Data listing
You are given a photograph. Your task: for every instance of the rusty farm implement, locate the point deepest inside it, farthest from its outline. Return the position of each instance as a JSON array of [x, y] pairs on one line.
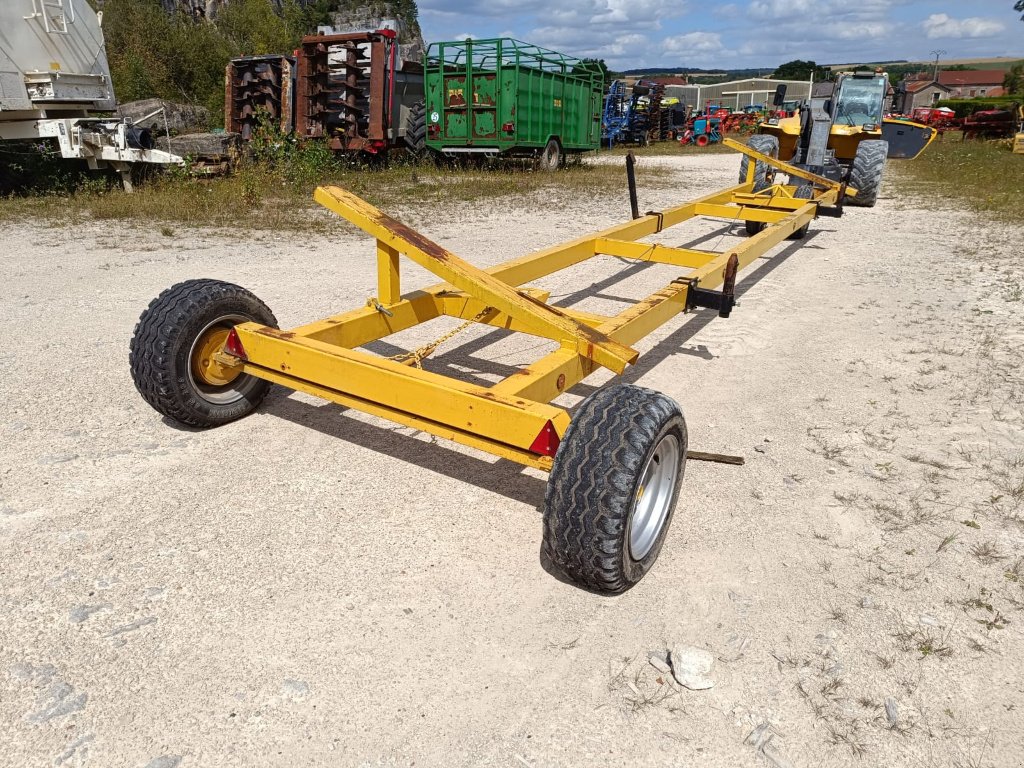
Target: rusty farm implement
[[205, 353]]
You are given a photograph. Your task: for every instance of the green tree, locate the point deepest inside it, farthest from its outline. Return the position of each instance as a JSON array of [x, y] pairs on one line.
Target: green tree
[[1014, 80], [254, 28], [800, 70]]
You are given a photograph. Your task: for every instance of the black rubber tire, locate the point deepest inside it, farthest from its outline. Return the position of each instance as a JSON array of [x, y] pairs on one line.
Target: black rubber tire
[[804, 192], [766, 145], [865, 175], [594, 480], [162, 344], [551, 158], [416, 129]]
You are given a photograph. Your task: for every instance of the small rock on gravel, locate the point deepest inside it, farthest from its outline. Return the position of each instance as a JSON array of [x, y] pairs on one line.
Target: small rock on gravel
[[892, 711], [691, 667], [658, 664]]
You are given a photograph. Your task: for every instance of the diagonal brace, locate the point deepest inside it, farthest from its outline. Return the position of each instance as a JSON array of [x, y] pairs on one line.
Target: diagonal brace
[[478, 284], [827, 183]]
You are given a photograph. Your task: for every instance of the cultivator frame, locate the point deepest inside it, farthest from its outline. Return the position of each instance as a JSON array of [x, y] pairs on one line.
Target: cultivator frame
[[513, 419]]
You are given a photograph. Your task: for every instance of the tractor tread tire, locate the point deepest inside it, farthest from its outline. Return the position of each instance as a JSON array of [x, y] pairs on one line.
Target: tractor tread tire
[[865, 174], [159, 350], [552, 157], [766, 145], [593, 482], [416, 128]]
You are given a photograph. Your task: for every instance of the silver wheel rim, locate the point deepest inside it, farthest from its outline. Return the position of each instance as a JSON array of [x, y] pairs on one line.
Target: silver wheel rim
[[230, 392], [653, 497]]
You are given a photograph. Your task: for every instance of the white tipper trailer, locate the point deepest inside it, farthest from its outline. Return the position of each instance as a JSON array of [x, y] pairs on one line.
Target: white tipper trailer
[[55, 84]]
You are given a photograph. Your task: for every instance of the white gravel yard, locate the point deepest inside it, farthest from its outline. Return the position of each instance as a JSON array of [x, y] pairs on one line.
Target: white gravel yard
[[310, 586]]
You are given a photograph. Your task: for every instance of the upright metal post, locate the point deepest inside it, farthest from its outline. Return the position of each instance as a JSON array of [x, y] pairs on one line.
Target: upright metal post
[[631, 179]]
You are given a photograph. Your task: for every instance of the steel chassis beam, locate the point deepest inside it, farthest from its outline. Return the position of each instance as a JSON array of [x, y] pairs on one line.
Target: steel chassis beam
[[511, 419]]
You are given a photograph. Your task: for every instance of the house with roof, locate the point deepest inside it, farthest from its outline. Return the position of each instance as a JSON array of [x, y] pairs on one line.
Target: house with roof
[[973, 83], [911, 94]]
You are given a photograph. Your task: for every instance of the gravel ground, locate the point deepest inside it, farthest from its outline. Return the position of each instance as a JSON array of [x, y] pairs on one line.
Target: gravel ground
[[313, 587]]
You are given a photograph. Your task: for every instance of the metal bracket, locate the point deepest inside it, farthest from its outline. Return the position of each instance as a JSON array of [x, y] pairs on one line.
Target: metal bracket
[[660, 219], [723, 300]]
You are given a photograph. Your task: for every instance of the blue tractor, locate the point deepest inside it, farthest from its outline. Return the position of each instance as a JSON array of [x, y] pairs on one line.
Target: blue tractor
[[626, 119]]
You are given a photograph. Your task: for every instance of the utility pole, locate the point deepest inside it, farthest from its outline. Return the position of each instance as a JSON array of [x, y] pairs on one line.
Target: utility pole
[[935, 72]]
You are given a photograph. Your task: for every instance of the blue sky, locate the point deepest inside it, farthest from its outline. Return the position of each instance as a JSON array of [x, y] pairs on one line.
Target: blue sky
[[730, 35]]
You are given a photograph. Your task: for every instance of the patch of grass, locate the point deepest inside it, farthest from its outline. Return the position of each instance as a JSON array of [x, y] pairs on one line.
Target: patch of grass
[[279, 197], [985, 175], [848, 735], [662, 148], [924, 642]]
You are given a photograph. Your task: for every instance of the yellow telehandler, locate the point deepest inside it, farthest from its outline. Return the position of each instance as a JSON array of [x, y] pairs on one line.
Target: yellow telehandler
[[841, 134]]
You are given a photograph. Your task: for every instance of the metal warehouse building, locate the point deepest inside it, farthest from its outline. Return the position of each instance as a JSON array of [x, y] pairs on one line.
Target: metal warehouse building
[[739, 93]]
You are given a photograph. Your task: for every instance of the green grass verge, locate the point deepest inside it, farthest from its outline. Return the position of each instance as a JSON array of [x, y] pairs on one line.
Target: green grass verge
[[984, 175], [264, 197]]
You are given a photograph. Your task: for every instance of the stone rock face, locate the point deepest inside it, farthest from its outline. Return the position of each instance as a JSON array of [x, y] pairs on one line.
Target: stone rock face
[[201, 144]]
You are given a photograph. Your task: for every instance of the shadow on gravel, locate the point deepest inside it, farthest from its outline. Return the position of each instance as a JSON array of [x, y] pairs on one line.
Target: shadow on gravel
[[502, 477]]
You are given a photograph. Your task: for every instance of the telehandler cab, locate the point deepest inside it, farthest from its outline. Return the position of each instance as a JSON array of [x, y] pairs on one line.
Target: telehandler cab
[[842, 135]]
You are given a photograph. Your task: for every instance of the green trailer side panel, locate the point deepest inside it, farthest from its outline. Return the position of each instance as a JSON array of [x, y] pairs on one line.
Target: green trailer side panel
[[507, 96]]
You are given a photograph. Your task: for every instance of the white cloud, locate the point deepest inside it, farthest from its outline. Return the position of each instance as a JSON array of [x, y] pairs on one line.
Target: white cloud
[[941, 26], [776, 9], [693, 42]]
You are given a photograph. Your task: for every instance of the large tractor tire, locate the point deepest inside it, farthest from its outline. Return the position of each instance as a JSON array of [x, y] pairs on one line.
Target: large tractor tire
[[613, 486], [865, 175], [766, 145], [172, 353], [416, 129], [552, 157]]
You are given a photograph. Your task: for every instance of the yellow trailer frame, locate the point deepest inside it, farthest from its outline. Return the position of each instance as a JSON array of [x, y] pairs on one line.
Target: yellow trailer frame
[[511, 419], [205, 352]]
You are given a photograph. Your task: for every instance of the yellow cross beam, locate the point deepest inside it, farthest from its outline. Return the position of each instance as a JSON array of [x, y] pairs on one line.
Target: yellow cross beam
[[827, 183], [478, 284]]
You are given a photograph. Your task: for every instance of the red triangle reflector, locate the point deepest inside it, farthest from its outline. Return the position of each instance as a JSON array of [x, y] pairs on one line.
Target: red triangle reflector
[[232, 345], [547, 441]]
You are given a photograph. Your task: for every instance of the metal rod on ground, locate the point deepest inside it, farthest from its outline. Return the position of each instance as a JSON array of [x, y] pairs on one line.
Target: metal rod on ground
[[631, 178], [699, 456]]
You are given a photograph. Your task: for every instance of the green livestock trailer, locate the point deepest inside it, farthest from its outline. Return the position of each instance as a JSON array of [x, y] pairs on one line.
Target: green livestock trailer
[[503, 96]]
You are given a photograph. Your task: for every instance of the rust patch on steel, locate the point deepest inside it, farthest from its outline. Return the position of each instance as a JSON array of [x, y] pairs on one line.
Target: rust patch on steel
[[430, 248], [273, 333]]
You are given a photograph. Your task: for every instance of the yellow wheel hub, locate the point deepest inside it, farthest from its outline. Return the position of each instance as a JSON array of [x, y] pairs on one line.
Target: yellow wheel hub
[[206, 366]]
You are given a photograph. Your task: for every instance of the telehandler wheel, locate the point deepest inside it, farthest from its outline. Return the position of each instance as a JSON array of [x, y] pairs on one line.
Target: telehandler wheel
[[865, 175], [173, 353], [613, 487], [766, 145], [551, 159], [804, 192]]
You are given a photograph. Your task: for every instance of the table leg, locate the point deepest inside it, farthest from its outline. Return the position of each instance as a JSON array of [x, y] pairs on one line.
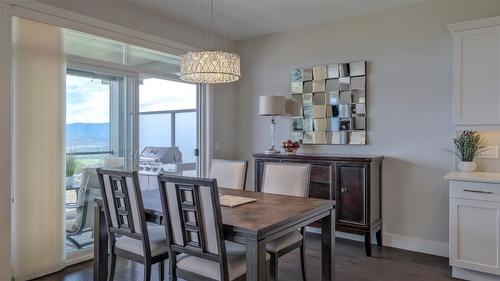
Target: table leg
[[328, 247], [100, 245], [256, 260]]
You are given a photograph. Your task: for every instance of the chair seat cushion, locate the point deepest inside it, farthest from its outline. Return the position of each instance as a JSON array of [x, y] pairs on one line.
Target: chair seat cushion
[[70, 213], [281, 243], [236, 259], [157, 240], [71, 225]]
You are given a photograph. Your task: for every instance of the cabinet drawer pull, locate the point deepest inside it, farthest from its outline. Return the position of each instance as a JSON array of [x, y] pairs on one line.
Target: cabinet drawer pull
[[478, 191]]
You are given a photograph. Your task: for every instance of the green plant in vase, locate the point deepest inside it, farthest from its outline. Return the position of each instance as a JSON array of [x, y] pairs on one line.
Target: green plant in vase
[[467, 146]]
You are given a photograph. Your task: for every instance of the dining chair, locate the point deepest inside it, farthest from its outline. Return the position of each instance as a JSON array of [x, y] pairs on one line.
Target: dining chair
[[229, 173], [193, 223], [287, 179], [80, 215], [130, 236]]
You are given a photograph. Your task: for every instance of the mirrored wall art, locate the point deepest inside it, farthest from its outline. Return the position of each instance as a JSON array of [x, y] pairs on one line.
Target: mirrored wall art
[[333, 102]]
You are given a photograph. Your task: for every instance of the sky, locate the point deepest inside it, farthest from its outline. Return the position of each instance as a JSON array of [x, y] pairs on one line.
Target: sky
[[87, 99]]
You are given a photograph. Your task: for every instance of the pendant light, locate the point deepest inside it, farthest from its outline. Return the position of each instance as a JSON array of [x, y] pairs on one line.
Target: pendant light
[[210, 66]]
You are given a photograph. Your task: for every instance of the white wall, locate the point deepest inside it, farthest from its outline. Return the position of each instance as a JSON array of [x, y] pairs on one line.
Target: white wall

Requirement
Copy out, word for word, everything in the items above from the line containing "blue tractor, locate" down to the line containing "[[626, 119]]", including both of those lines.

Full answer
You are given a photograph. Your task: for every instance of the blue tractor, locate the point deepest inside it, farthest from its outline. Return the position of each instance as a JSON array of [x, y] pairs on one line.
Target: blue tractor
[[626, 119]]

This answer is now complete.